Put the items in the stretch from the line containing "of the dark" through the end of the items into a two-column CSV with the columns item_text and answer, one row per item, placing each in a single quoted field with line breaks replaced by spaces.

start

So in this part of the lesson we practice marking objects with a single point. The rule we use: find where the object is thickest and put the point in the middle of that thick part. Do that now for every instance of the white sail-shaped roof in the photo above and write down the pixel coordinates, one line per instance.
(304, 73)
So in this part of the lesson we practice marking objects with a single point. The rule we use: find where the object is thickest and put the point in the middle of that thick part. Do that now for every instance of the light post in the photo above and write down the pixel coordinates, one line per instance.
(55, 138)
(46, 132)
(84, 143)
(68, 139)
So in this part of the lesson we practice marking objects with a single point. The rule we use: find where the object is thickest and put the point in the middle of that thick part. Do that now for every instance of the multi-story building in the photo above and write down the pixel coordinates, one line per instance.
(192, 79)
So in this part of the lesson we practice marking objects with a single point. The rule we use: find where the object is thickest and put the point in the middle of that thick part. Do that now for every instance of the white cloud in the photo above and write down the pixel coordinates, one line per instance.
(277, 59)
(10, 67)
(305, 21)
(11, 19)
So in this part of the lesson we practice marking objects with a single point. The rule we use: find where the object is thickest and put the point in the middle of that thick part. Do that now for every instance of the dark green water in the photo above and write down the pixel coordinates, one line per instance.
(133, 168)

end

Reply to the task –
item_text,answer
"So in this part of the lesson we practice marking objects with a single point. The rule we use: find where the object is thickest and put the point in the middle of that thick part. Do that now for every instance of the dark green water in the photo above and write down the pixel coordinates, one line per instance.","(133, 168)"